------ Trecho do texto

O livro reúne quatro conferências realizadas entre fevereiro e março de 2021 no Centro Informação Bíblica de Carpi (MO). O presidente Alberto Bigarelli assina uma apresentação que resume os temas principais das propostas apresentadas.

 

O texto é de Roberto Mela, professor da Faculdade Teológica da Sicília, em artigo publicado por Settimana News, 18-11-2021. A tradução é de Luisa Rabolini.

 

Eis o artigo. 

 

Elias

 

Laura Invernizzi aborda o tema "O Deus inútil - a solidão de Elias (1 Reis 19,1-18)" (pp. 23-60). Desde o início da Bíblia, o Senhor é um Deus que fala com poder e eficácia e tudo se cumpre. A. Neher ressalta que a própria Bíblia exorciza o silêncio de Deus atribuindo-o aos ídolos: é o ídolo que é mudo, obra das mãos do ser humano. Mas um Deus que não fala é um Deus inútil, não serve, é supérfluo.

 

A autora nos convida a abordar com a análise narrativa o texto de 1Reis 18-19 como um díptico. Na primeira parte, Elias aparece como o campeão do monoteísmo Yahwista que aparece em cena de improviso e anuncia ao rei Acab e por sua própria iniciativa que haverá um tempo de seca. Elias é muito compenetrado em seu papel, até demais. O Senhor tenta minar suas certezas e educá-lo para sair progressivamente de sua própria idolatria: a tentação de enrijecer Deus dentro de um esquema e de uma única representação. Em vários momentos são destacadas as mudanças de perspectiva a que Elias é convidado ("E sucedeu..." + particípio).

 

Elias vence o desafio no Carmelo contra os profetas de Ba'al. Deus responde à invocação de Elias enviando não uma palavra, mas o fogo. A ordália termina com a morte dos 450 profetas do deus máximo do panteão venerado pela rainha pagã Jezabel.

 

No capítulo 19 Elias parece totalmente diferente. Ele está fugindo de Jezabel, cheio de medo e angústia, assustado e deprimido pelo estresse da vitória e da perseguição. Não entende por que Deus não o ajuda e no deserto não busca o suicídio, mas coloca sua vida nas mãos de Deus, provocando-o a intervir (como acontecera com Agar e Ismael, após um dia de caminho).

 

No Horeb, a montanha da teofania, Elias entra na caverna de Moisés e tristemente responde duas vezes à pergunta de Deus: "O que você está fazendo aqui, Elias?". Elias expressa seu desânimo e a sensação de solidão que o envolve. O Senhor o interpela e Elias experimenta a presença de Deus, a sua alteridade. Deus não está mais no vento fortíssimo, nem no terremoto e no fogo. Manifesta-se numa "voz de silêncio sutil", um silêncio eloquente que serve e no qual pode reconhecer o seu medo, o seu fracasso, o seu ressentimento. Elias aprende a escutar.

------------

Enunciado 1: Transcreva, nos registros, tudo desde a linha que contém "Could you point to the yellow petal" até o fim dos registros, com as duas pontas incluídas.
O texto e os registros não têm relação entre si.

------ Lista de registros

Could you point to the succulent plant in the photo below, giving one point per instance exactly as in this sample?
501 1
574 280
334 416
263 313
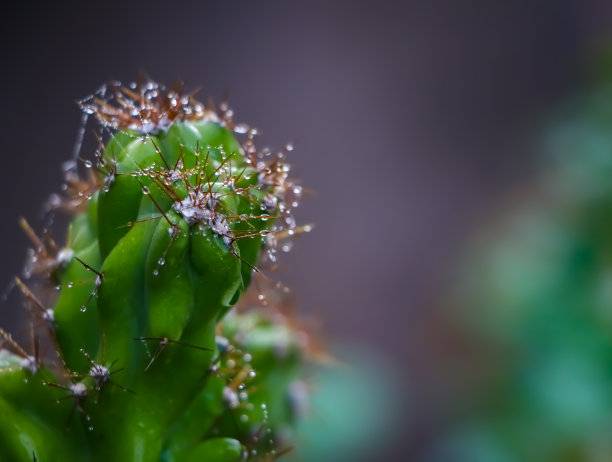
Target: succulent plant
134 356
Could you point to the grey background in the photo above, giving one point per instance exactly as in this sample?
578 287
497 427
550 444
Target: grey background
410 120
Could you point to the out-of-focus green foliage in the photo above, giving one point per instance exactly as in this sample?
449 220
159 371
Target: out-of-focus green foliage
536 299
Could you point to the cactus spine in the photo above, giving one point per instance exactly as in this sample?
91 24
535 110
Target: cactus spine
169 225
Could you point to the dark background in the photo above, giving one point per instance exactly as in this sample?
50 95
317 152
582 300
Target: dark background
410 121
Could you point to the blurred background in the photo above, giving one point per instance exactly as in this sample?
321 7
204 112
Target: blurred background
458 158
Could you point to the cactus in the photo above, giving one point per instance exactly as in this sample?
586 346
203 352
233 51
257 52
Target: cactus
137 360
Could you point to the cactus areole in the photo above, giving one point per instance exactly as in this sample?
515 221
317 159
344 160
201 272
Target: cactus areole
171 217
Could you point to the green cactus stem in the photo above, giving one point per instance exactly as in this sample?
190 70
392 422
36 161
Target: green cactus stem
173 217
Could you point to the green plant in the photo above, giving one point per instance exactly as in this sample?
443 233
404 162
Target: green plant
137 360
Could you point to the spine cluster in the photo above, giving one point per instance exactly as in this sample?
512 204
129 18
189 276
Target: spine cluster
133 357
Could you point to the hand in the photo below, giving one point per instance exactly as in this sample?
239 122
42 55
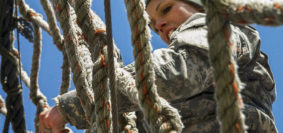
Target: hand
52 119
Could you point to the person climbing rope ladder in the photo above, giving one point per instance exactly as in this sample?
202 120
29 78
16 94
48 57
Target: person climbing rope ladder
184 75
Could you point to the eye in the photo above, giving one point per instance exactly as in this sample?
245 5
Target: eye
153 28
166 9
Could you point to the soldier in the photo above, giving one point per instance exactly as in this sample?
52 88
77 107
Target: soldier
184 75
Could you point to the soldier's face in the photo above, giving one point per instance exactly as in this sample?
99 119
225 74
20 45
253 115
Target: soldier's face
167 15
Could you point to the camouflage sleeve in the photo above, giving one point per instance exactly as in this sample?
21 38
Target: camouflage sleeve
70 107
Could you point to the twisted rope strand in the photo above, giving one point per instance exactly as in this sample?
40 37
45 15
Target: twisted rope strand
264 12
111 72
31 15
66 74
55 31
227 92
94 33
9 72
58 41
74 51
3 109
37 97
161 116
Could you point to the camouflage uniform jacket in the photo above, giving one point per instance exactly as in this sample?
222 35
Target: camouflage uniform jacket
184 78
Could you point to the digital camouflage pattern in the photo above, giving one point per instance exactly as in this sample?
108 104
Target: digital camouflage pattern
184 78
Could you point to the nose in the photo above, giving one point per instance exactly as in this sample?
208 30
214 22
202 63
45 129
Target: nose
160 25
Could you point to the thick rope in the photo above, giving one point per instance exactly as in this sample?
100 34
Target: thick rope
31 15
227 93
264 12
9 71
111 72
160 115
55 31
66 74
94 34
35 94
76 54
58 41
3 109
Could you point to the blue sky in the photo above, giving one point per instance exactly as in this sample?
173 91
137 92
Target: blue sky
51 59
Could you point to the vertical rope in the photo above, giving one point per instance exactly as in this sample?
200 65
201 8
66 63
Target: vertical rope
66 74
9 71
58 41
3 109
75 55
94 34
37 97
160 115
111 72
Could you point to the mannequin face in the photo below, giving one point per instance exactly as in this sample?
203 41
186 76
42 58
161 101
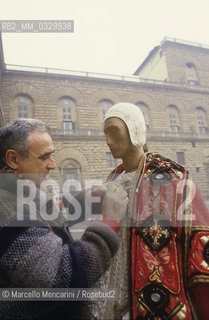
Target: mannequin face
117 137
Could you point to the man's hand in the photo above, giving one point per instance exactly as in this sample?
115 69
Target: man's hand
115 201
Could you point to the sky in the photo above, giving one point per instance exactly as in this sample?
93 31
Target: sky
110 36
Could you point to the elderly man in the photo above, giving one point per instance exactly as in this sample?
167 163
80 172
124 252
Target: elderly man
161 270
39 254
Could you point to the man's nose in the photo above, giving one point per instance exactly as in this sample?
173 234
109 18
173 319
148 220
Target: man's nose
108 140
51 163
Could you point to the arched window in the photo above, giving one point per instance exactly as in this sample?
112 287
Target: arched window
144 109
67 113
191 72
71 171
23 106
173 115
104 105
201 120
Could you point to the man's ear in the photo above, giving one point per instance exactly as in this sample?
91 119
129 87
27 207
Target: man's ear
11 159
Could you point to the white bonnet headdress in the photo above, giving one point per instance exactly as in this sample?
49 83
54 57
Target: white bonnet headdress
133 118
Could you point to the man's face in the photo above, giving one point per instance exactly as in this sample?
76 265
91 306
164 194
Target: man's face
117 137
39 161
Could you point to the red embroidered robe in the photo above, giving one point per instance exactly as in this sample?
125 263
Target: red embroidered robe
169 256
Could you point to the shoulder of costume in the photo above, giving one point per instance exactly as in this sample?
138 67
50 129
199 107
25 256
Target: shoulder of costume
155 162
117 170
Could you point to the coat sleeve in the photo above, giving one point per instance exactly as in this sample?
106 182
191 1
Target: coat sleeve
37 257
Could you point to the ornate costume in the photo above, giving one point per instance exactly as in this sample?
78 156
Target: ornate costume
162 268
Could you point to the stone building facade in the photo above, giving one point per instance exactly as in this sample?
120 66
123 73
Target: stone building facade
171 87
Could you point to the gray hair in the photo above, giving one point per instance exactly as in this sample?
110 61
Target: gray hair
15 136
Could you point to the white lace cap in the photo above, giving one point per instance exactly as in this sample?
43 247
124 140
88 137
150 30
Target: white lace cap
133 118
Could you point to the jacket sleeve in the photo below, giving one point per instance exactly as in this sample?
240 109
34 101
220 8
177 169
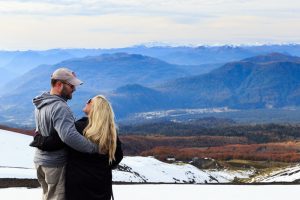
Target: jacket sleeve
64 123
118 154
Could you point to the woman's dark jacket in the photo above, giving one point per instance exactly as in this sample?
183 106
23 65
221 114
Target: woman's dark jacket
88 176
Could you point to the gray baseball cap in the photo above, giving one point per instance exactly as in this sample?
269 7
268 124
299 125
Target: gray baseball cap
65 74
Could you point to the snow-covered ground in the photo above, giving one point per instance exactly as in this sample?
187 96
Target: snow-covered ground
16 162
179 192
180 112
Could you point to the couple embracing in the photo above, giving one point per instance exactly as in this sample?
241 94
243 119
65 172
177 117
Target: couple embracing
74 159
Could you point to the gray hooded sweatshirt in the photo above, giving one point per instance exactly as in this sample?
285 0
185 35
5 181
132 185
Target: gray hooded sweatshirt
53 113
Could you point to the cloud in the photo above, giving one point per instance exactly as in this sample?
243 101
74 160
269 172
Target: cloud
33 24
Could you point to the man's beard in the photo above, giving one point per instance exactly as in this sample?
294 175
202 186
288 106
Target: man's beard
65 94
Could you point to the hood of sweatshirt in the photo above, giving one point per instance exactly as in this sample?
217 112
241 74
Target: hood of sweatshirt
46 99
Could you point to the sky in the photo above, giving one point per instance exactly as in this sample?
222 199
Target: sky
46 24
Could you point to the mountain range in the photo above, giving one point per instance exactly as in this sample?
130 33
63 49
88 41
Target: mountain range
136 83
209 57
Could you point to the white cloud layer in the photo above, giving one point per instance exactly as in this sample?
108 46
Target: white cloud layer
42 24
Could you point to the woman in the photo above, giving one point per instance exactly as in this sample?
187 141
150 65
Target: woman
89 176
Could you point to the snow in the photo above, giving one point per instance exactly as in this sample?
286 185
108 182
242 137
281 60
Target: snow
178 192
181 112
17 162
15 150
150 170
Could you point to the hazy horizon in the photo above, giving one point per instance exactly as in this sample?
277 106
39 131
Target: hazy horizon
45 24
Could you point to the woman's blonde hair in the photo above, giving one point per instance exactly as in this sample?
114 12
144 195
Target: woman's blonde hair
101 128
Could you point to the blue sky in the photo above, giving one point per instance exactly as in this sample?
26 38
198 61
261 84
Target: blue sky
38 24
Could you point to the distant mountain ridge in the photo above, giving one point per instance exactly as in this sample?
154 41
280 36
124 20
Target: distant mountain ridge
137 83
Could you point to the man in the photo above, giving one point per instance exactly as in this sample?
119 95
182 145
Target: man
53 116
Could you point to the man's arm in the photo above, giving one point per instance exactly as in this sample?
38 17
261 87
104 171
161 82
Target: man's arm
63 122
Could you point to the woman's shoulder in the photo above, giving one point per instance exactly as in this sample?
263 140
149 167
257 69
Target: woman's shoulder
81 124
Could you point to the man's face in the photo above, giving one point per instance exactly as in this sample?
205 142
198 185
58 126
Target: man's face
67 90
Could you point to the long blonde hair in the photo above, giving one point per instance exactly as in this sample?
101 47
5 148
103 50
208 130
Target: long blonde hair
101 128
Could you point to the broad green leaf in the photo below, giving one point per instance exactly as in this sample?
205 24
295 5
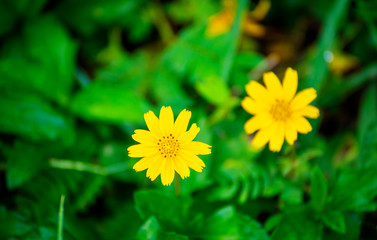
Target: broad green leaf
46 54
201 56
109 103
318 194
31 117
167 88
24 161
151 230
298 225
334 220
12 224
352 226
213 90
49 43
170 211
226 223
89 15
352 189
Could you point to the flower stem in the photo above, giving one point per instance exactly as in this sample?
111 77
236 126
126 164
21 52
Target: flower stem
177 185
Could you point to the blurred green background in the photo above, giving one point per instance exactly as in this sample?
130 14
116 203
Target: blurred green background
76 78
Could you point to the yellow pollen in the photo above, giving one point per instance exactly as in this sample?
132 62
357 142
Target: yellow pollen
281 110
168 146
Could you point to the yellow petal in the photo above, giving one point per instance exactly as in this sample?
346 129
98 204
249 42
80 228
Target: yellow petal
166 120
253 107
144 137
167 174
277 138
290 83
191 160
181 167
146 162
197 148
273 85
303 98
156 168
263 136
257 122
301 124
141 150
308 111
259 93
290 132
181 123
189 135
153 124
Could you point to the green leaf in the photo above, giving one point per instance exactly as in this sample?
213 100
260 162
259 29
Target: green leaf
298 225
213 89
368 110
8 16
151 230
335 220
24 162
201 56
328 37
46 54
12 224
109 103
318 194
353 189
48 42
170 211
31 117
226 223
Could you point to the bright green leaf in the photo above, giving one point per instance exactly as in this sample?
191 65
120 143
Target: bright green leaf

------------

Enunciado 2: Diga se cada afirmação concorda com o texto sobre Elias, respondendo sim ou não e citando as palavras do texto que decidem: (a) As conferências reunidas no livro foram realizadas entre fevereiro e março de 2021. (b) No deserto, Elias busca o suicídio. (c) No Carmelo, Deus responde à invocação de Elias com uma palavra.

Resposta completa 1:
Could you point to the yellow petal in the photo above, giving one point per instance exactly as in this sample?
346 129
98 204
249 42
80 228
Target: yellow petal
166 120
253 107
144 137
167 174
277 138
290 83
191 160
181 167
146 162
197 148
273 85
303 98
156 168
263 136
257 122
301 124
141 150
308 111
259 93
290 132
181 123
189 135
153 124
Could you point to the green leaf in the photo above, giving one point per instance exactly as in this sample?
213 100
260 162
259 29
Target: green leaf
298 225
213 89
368 110
8 16
151 230
335 220
24 162
201 56
328 37
46 54
12 224
109 103
318 194
353 189
48 42
170 211
31 117
226 223
Could you point to the bright green leaf in the photo above, giving one point per instance exactly as in this sample?
191 65
120 143
Target: bright green leaf

Resposta completa 2:
(a) Sim: "quatro conferências realizadas entre fevereiro e março de 2021".
(b) Não: "no deserto não busca o suicídio".
(c) Não: "enviando não uma palavra, mas o fogo".